**WORK ITEM**
Below are records; copy exactly the line containing "Identify a point for each instance of the woman's lips" and every line after it, through the last.

**DATA RECORDS**
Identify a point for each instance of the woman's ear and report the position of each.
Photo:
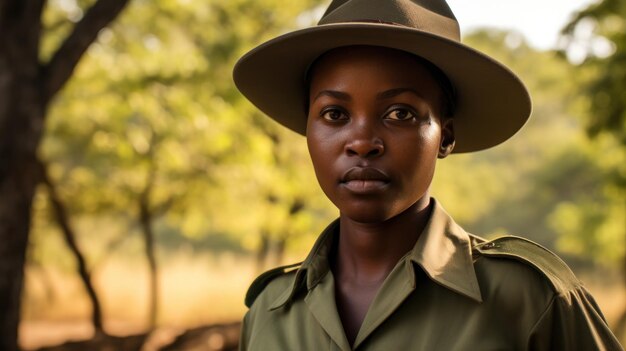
(447, 138)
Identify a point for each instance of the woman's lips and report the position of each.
(364, 180)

**RESPONSE**
Identify a point for each instance of the woman's lips and report the position of each.
(364, 180)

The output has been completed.